Point annotation dataset records:

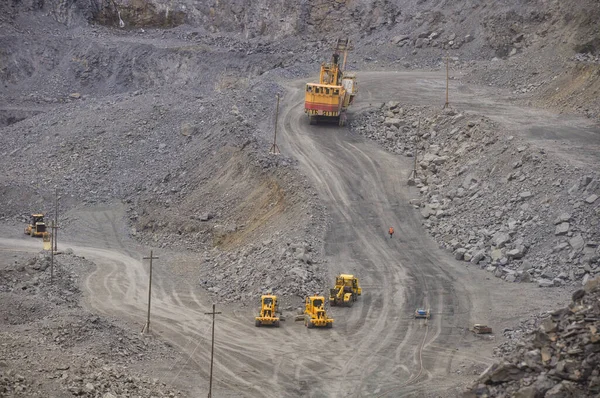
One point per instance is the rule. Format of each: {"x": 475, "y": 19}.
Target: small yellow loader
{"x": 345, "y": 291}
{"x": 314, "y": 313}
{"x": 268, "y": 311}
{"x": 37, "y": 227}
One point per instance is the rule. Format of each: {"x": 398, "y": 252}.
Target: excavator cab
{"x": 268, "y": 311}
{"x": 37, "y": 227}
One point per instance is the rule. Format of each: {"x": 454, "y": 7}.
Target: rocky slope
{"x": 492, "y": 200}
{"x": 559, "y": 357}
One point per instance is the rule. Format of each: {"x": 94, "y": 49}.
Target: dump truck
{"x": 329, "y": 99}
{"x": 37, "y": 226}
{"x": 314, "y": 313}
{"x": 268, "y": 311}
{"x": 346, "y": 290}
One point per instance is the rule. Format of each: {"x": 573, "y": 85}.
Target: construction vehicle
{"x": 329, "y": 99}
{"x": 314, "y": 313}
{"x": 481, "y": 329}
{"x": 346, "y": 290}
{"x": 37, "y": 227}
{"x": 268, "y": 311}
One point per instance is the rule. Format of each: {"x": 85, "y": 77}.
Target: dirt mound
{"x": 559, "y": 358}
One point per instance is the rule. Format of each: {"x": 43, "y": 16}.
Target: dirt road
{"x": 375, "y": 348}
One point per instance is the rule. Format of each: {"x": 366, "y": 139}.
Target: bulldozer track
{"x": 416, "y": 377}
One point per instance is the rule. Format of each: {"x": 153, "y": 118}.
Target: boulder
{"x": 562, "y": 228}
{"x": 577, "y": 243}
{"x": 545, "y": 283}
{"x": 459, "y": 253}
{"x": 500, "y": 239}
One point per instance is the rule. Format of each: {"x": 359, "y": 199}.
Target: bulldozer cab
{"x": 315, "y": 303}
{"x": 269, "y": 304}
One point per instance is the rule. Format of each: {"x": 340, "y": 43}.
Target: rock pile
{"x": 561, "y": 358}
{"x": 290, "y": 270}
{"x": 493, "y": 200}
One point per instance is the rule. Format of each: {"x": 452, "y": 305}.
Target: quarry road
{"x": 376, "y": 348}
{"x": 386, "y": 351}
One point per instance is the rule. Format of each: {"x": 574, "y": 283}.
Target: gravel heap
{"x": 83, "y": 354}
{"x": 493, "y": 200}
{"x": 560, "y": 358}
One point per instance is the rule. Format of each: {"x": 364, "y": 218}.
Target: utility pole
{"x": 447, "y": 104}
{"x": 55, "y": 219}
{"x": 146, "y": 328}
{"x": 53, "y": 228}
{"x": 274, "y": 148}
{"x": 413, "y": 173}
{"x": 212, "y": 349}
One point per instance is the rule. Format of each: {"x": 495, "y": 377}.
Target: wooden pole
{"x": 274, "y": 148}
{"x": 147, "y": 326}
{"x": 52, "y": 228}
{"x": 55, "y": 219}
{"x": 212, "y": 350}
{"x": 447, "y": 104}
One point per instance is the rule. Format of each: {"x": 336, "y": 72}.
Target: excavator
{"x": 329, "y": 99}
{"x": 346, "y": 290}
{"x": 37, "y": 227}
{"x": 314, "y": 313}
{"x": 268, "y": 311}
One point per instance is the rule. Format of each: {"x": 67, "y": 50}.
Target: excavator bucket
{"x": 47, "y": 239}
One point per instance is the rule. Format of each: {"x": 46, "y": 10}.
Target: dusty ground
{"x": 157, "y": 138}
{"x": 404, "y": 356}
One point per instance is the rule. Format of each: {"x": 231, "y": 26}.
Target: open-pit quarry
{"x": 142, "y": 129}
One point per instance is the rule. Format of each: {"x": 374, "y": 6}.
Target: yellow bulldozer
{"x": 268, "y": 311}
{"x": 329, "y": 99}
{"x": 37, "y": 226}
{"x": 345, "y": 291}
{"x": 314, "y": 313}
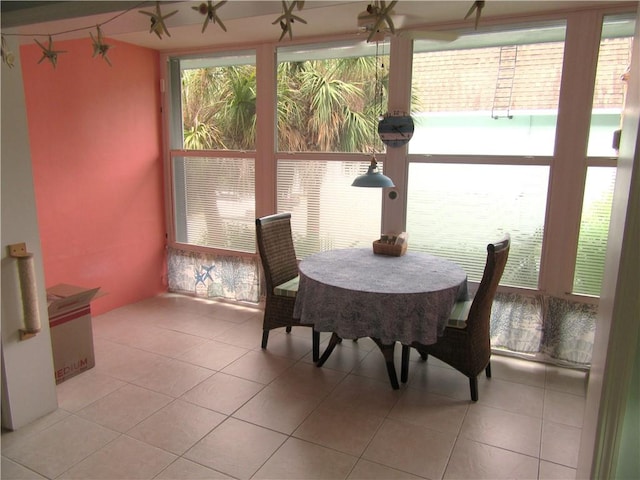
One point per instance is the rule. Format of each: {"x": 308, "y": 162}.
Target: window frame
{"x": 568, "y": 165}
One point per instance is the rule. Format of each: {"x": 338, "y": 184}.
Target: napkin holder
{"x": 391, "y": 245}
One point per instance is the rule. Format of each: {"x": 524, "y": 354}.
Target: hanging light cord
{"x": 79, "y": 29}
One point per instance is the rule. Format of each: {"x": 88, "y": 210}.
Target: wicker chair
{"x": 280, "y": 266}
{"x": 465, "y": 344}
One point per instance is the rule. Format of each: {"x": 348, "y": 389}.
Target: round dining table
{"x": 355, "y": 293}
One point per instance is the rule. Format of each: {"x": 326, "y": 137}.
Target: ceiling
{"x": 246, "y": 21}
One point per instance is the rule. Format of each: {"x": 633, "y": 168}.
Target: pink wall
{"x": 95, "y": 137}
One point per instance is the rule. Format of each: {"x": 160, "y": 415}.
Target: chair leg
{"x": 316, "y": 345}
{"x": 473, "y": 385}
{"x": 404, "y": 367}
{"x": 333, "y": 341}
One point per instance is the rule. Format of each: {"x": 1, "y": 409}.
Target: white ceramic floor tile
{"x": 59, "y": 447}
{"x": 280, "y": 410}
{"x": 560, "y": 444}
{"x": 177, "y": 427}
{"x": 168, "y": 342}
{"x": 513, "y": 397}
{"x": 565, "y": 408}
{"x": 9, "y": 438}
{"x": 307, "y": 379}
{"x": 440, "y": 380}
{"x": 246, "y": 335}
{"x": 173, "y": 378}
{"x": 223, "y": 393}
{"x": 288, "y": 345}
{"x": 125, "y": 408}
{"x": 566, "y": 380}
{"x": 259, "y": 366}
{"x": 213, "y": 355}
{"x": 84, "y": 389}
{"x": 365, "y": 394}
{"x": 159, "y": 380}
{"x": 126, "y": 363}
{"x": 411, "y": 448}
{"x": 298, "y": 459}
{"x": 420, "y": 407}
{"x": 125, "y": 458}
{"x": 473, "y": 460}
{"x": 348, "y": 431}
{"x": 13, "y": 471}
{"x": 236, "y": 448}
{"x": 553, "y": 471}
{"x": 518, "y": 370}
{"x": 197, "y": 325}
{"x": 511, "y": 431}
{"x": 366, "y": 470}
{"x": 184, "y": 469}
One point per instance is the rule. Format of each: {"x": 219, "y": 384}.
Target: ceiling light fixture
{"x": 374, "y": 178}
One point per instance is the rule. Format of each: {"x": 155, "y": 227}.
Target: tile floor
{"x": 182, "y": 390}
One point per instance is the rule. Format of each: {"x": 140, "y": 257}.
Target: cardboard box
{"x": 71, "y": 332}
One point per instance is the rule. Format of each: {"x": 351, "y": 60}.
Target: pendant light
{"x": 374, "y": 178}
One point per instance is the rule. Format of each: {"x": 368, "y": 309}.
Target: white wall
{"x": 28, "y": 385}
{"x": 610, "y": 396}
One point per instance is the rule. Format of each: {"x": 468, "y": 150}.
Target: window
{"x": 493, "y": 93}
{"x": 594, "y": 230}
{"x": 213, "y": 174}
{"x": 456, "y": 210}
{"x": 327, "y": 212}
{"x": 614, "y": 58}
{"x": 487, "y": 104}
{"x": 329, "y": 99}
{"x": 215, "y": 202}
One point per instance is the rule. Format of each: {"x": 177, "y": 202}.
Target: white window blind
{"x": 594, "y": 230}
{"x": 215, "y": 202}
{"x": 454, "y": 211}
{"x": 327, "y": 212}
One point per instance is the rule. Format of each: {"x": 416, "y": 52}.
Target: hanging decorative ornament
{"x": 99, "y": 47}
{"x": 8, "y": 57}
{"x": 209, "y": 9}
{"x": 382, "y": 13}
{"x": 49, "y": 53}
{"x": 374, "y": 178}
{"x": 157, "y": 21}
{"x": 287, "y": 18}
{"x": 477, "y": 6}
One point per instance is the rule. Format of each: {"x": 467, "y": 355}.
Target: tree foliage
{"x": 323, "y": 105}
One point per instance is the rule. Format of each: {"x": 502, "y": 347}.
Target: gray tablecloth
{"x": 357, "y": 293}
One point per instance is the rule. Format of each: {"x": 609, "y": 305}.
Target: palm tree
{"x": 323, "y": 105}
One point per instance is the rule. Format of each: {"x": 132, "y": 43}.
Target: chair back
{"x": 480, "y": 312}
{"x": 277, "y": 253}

> What is needed
Pick out every line in the records that contains the word "road", and copy each of those lines.

> Output below
Target: dirt road
Target: quarry road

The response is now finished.